__REQUEST__:
Please count the lines in the entries below that contain the string "mirror", matching case exactly, and reply with only that number.

__GIVEN DATA__:
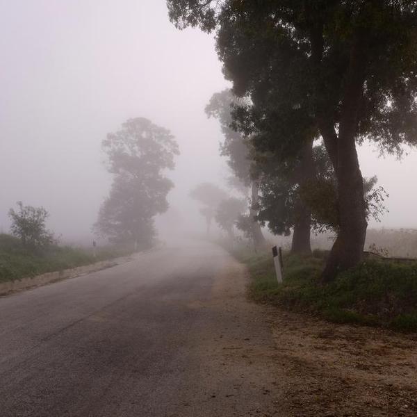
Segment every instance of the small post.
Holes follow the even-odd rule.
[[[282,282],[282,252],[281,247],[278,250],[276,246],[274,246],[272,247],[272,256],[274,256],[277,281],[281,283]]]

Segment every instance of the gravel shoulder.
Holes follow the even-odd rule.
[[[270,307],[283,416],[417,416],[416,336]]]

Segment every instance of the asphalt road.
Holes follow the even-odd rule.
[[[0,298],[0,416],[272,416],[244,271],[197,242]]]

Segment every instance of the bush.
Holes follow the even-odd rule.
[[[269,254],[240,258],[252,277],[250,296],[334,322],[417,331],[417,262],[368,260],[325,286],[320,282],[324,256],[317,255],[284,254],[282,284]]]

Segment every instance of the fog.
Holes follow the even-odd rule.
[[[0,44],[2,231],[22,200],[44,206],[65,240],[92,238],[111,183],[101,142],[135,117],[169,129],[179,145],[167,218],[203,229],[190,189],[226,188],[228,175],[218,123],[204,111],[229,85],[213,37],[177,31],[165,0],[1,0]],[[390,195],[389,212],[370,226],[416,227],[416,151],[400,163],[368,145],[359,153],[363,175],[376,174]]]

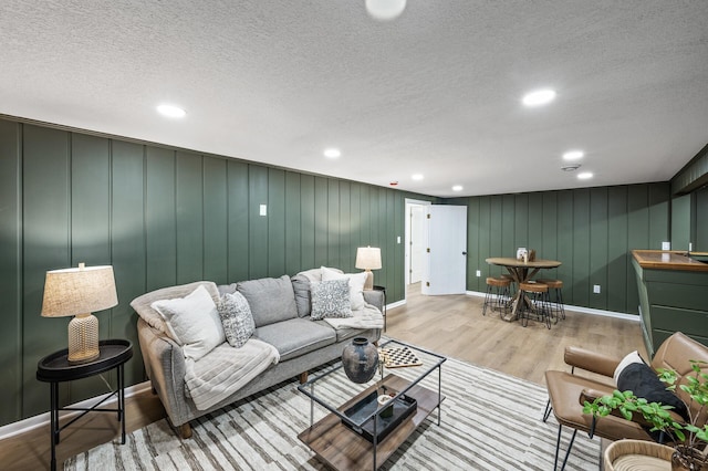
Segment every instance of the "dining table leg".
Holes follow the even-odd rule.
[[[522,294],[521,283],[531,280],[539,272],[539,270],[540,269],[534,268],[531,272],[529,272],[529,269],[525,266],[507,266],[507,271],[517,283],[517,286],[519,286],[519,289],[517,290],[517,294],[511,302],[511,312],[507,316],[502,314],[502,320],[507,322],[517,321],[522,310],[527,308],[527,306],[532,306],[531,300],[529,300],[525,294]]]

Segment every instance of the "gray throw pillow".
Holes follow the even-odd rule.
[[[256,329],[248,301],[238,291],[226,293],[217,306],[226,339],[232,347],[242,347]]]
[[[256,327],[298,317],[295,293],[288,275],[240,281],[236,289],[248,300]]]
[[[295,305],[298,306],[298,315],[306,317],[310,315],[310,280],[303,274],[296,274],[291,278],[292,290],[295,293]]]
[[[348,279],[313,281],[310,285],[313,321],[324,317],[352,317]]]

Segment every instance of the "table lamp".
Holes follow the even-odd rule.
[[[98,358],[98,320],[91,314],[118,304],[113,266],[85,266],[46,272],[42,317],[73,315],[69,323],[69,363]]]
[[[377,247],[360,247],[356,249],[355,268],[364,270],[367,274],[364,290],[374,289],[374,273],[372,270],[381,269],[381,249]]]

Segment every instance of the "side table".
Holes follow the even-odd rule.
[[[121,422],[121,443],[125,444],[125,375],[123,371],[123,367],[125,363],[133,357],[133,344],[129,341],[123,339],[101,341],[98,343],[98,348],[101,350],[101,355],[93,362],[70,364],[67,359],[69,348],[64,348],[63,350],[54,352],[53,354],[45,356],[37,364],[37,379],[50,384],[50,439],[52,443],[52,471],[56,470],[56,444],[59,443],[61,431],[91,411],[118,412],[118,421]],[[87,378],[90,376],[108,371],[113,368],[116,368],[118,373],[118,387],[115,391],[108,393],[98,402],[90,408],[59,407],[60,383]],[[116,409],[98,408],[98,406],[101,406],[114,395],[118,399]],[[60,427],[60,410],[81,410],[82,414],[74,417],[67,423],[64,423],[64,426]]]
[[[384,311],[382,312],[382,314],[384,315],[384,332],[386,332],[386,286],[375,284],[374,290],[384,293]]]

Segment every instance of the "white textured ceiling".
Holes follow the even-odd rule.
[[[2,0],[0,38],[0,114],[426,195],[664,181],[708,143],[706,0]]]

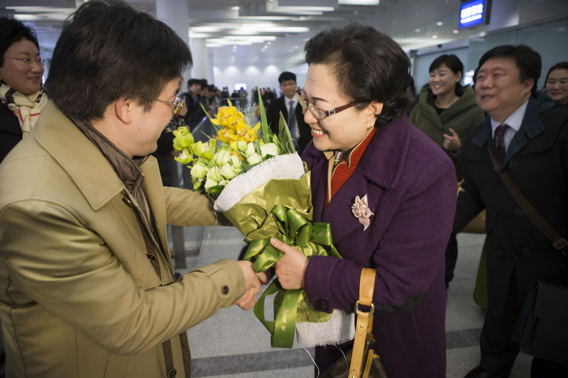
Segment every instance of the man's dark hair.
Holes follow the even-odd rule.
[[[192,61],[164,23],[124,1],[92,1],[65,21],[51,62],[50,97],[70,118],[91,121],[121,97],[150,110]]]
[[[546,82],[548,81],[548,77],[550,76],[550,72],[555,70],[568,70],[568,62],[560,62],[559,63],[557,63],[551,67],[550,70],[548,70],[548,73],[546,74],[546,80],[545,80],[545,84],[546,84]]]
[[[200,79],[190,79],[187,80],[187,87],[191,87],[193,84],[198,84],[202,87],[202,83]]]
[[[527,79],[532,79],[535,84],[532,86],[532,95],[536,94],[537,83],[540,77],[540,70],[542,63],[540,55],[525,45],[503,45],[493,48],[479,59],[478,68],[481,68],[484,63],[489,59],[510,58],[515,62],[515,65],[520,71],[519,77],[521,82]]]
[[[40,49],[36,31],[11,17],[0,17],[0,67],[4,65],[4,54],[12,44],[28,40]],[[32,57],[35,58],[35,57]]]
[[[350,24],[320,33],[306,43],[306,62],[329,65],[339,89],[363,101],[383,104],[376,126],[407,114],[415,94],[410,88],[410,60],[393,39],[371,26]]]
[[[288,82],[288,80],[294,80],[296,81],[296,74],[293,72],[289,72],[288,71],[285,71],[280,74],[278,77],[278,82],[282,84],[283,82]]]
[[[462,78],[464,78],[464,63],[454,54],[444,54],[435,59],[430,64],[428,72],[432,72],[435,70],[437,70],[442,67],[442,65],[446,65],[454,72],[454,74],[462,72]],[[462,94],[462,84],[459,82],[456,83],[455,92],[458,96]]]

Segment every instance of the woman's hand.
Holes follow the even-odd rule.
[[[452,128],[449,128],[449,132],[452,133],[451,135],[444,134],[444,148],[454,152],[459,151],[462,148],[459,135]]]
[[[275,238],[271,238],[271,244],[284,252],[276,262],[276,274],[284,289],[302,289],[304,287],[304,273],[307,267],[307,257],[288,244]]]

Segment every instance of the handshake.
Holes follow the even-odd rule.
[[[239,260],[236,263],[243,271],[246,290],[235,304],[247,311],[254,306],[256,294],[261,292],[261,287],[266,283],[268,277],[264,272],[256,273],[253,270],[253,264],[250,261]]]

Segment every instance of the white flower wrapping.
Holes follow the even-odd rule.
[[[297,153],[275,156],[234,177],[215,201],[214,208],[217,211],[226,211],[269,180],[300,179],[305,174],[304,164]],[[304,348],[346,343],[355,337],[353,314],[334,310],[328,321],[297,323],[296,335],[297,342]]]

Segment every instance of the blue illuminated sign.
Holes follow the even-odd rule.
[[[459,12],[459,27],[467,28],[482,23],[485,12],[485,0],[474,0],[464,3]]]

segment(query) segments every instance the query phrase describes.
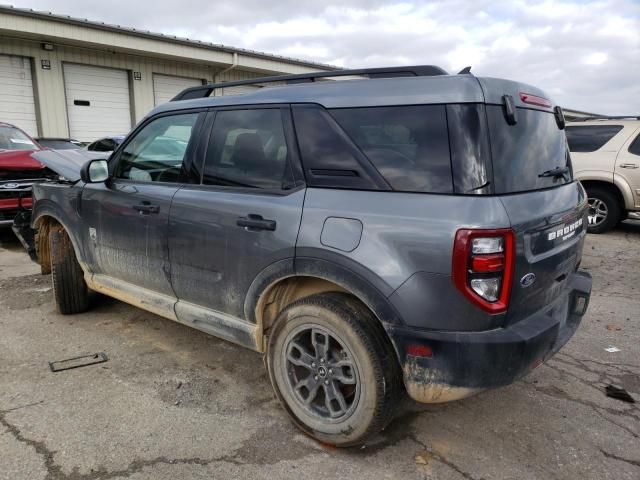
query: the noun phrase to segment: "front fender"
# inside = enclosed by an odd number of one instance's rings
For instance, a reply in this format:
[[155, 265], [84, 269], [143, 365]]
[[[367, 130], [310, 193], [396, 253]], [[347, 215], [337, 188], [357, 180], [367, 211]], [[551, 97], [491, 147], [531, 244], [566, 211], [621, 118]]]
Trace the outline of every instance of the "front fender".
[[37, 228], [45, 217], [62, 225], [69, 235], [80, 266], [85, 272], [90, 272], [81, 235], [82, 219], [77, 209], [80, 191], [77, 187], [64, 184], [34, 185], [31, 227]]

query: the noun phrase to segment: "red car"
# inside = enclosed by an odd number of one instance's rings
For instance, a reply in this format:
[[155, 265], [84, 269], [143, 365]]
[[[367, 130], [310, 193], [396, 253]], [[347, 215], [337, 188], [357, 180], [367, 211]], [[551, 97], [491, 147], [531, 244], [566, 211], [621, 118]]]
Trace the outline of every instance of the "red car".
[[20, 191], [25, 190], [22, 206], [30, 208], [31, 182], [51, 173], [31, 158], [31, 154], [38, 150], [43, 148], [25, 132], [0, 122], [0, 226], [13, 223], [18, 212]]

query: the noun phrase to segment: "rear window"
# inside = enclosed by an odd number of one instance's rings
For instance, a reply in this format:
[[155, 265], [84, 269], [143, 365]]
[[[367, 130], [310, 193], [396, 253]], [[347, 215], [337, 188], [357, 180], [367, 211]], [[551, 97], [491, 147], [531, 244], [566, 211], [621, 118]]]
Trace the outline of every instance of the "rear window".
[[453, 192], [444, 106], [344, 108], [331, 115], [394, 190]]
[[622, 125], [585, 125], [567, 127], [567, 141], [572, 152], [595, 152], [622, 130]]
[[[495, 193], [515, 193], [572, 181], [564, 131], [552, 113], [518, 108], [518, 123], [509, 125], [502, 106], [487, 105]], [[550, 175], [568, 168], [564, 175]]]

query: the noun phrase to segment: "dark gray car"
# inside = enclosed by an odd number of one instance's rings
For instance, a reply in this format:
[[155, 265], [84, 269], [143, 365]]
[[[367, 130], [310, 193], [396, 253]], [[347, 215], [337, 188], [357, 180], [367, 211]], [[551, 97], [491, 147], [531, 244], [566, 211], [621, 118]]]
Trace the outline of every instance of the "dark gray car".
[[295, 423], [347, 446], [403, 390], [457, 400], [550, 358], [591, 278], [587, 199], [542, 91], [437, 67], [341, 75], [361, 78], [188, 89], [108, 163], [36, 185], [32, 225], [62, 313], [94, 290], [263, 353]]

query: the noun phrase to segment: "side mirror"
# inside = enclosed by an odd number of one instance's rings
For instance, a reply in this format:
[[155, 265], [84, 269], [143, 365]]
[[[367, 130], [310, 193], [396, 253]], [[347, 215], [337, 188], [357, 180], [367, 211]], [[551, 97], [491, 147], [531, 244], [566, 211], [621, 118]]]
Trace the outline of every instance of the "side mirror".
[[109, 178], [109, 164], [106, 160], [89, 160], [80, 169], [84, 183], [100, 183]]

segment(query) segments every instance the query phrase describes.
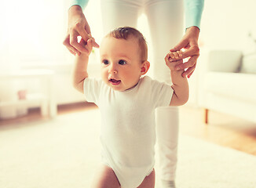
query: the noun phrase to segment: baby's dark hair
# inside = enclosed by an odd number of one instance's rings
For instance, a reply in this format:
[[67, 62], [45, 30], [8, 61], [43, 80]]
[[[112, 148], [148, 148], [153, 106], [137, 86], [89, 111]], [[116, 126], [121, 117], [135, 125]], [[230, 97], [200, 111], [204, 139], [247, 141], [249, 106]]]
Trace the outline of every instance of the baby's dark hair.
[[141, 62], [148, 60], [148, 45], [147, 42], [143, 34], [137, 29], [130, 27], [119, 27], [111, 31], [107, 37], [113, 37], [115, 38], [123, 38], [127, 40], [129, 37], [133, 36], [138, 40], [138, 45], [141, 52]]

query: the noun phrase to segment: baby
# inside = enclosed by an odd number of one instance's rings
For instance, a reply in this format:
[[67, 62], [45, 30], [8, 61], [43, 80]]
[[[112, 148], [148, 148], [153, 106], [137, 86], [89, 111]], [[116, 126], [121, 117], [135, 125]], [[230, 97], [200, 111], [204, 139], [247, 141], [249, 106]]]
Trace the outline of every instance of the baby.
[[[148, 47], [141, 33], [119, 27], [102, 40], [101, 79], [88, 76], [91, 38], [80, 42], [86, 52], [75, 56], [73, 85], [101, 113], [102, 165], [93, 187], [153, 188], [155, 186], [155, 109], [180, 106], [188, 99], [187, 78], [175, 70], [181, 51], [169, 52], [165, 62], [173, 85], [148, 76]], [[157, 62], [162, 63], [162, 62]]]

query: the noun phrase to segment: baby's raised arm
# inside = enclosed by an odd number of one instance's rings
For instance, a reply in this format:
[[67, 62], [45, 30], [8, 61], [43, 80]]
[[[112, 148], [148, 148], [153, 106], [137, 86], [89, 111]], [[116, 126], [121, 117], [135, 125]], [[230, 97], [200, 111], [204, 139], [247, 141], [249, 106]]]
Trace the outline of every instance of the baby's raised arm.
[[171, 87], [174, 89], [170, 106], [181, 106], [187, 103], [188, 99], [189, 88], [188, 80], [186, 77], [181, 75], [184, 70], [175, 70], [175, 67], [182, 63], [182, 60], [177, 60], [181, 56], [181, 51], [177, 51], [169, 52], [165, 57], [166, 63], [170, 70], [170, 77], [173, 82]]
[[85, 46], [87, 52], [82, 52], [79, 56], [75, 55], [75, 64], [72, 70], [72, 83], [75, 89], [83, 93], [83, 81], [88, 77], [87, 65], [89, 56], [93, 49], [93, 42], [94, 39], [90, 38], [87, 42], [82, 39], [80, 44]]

__WORKED ANSWER__:
2